■ **Passage to read**
Four Questions That Will Make You A Better Coach
Coaching can look different in different contexts, but its common theme is helping people be their best (and do their best). Even if you’ve never held the formal title of “coach”, you have certainly served in that capacity to someone. If you’re a business owner or a manager or even a parent, you have the opportunity to help others improve and grow. You are a coach.
And coaching is about asking the right questions, more than having the right answers. Our role is not to tell others the right way, but to lead them to discover it for themselves. We help, we encourage, we correct when needed; but ultimately we are guiding them as they steer their own ship.
So what are the right questions? Here are four that work well in a variety of contexts, especially when packaged together in this order:
What is right?
Always - I repeat, ALWAYS - start with what is going well. It provides encouragement and a balanced perspective, since most of us drive straight to what is wrong. There will be plenty of time for that, but let’s start every review from a place of strength.
Where are you struggling?
While it’s not surprising to ask this question, it does serve several purposes. First, it forces the one being asked to confront the issues they’re facing, sometimes for the first time. Second, it allows them to share their confusion, frustration, and struggles with someone else, which can lighten their load and is therapeutic. And third, it is curiously effective at identifying current and future leaders. Those who are leading and growing are problem solvers who constantly ask this question. They are often quick with an answer when asked since they’ve thought so much about it.
What is your plan?
This is where many of us jump the gun as coaches (and parents). Before we give them what we believe to be the best plan, let’s first pause to hear what they have come up with. They are more likely to own a strategy they originated, even if you have wisely spoken into it and made subtle improvements. While guiding them is great, it’s a short walk from there to taking control and responsibility from them, which will create dependents and not leaders.
What do you need from me?
Don’t assume you know what they need (even if you do). Ask them. It’s always interesting to hear their understanding of their needs, and you may be surprised at how much you learn from their answer to this. Also, this is a variation of the most powerful question you can ask, and its true proper context is one of providing coaching support.
What conversations this week could you improve by intentionally asking these questions?

■ **Exercise data**

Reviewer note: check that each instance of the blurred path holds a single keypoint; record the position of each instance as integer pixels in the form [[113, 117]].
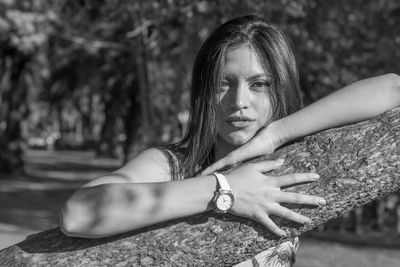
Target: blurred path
[[30, 203]]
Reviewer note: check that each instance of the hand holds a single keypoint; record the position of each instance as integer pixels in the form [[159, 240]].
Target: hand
[[257, 195], [265, 142]]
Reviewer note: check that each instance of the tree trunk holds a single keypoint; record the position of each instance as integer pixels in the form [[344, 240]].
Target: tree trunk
[[13, 109], [357, 163]]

■ **Work to be completed**
In the coaching text, why should a coach first hear the plan the other person has come up with before offering one? Answer in one to three sentences. Work only from the coaching text, drawing on nothing outside it.

■ **Answer section**
People are more likely to own a strategy they originated, even if the coach has spoken into it and made subtle improvements. Guiding can easily slide into taking control and responsibility away from them, which creates dependents rather than leaders.